Надежда Януарьевна говорила, что это была лучшая интеллектуальная отповедь, полученная ею в жизни. С нее, собственно, и начался обратный отсчет, превращение Н.Я. в ту неистовую антисоветчицу, с которой я подружился.
Но как вообще он мог произойти, поворот к большевикам, с чего взялся, с какой стати? Надежда Януарьевна честно старалась ответить на этот вопрос.
– В конце двадцатых я читала “Закат Европы”, – говорила она. – И с ужасом убеждалась, что там правда написана. Никаких метафор, простая документальная правда. И всё вокруг говорило об этом. В Европе как раз началась депрессия. Плохо стало в Европе. Ну, значит, Шпенглер прав, и большевики-гады правы, капитализм умирает, очень жаль, но что делать? – пришло новое время, и надо к нему привыкать, оно неотступно.
– Ну, хорошо, то есть, плохо, вы убедились, что зло победило, но как, почему оно сделалось добром?
– Слушайте, человеку не нужны конфликты, никакому, это нормально. Не надо бояться противоречий, но культ из них делать тоже незачем. Человек хочет быть в мире с окружающим. И это тоже нормально. Я бедствовала при НЭПе, работы не было, денег не было совсем, – а потом появились и работа, и зарплата. Бытие определяет сознание, тут эти сволочи правы.
– Но они ведь были не просто сволочи, мирные и уютные. Они были деятельные, кровожадные сволочи, агрессивно невежественные к тому же, как этого можно было не замечать?

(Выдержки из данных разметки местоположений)
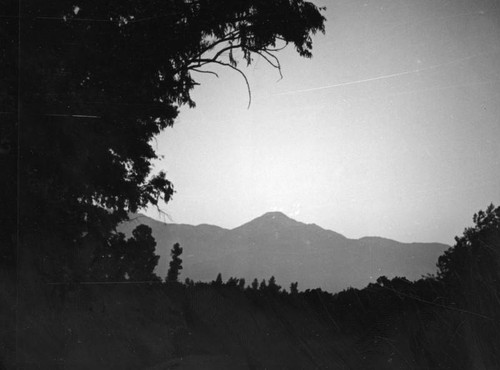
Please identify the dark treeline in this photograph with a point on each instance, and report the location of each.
(451, 320)
(87, 88)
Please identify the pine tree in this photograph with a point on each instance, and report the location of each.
(175, 264)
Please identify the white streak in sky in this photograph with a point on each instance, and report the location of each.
(383, 77)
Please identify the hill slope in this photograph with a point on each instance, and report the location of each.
(274, 244)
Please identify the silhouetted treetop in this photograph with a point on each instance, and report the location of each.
(99, 79)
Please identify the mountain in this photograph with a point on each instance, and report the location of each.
(274, 244)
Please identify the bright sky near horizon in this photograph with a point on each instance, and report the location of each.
(391, 129)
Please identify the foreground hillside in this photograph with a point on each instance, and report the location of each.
(275, 244)
(211, 326)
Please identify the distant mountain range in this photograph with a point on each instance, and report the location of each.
(274, 244)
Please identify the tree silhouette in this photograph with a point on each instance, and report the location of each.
(133, 259)
(472, 265)
(470, 271)
(255, 284)
(99, 80)
(218, 280)
(175, 264)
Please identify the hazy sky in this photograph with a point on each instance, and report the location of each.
(391, 129)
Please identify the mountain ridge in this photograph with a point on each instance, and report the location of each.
(274, 244)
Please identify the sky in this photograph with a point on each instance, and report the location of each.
(392, 129)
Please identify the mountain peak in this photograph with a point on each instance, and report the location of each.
(275, 215)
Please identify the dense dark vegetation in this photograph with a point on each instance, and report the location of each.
(92, 85)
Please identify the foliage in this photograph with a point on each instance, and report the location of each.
(473, 264)
(98, 81)
(133, 259)
(175, 265)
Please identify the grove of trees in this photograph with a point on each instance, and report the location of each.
(94, 83)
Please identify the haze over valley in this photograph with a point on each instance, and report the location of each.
(276, 245)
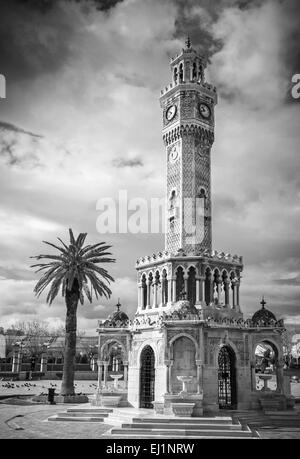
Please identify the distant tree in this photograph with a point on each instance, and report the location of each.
(75, 273)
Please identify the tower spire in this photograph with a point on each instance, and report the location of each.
(263, 302)
(188, 42)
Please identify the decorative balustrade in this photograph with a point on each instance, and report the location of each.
(206, 254)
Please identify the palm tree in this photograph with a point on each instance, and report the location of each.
(74, 270)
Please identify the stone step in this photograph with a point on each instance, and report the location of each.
(83, 415)
(180, 433)
(286, 414)
(175, 437)
(75, 418)
(179, 426)
(90, 410)
(176, 420)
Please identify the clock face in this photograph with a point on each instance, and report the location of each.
(204, 110)
(171, 112)
(174, 153)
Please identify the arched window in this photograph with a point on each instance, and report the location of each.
(181, 73)
(172, 200)
(179, 283)
(175, 75)
(194, 75)
(164, 287)
(144, 289)
(191, 293)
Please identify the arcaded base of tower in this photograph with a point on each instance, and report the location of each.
(218, 358)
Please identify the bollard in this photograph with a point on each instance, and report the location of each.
(51, 394)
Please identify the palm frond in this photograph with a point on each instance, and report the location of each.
(75, 262)
(72, 239)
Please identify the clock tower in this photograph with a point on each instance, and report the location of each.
(188, 268)
(188, 132)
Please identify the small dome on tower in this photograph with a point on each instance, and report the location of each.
(118, 318)
(263, 315)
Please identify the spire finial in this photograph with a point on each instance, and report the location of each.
(263, 302)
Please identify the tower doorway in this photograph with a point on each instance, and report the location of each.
(147, 378)
(226, 378)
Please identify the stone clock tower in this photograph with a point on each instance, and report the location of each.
(188, 132)
(189, 326)
(188, 267)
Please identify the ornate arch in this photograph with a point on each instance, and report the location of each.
(144, 344)
(181, 335)
(227, 342)
(113, 340)
(269, 340)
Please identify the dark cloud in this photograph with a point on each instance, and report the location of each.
(122, 162)
(11, 127)
(36, 35)
(46, 5)
(290, 281)
(199, 26)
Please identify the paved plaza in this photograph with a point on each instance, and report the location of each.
(20, 418)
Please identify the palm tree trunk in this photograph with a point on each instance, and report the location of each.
(72, 298)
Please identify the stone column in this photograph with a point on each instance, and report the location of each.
(17, 358)
(100, 371)
(169, 290)
(226, 287)
(168, 363)
(148, 294)
(199, 376)
(238, 295)
(233, 294)
(253, 375)
(279, 377)
(43, 366)
(155, 295)
(219, 282)
(174, 289)
(198, 290)
(105, 364)
(125, 374)
(140, 298)
(202, 290)
(211, 300)
(169, 376)
(186, 285)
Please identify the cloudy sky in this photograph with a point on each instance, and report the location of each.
(82, 121)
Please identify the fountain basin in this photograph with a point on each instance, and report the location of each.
(184, 409)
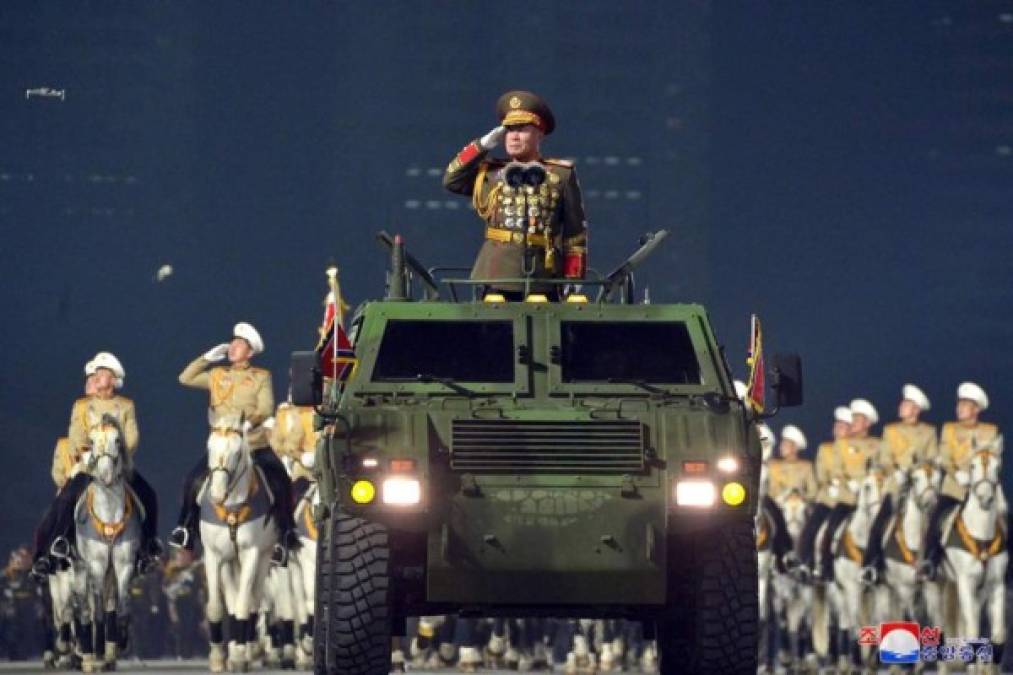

■ **ПИСЬМЕННОЕ ЗАДАНИЕ**: Замените «Надежда Януарьевна» на «Н.Я.» во фрагменте о Надежде Януарьевне и приведите участок, который начинается со слов «Надежда Януарьевна говорила, что» и заканчивается словами «привыкать, оно неотступно.». Записи представляют собой отдельный материал, не относящийся к фрагменту.

■ **РЕЗУЛЬТАТ**:
Н.Я. говорила, что это была лучшая интеллектуальная отповедь, полученная ею в жизни. С нее, собственно, и начался обратный отсчет, превращение Н.Я. в ту неистовую антисоветчицу, с которой я подружился.
Но как вообще он мог произойти, поворот к большевикам, с чего взялся, с какой стати? Н.Я. честно старалась ответить на этот вопрос.
– В конце двадцатых я читала “Закат Европы”, – говорила она. – И с ужасом убеждалась, что там правда написана. Никаких метафор, простая документальная правда. И всё вокруг говорило об этом. В Европе как раз началась депрессия. Плохо стало в Европе. Ну, значит, Шпенглер прав, и большевики-гады правы, капитализм умирает, очень жаль, но что делать? – пришло новое время, и надо к нему привыкать, оно неотступно.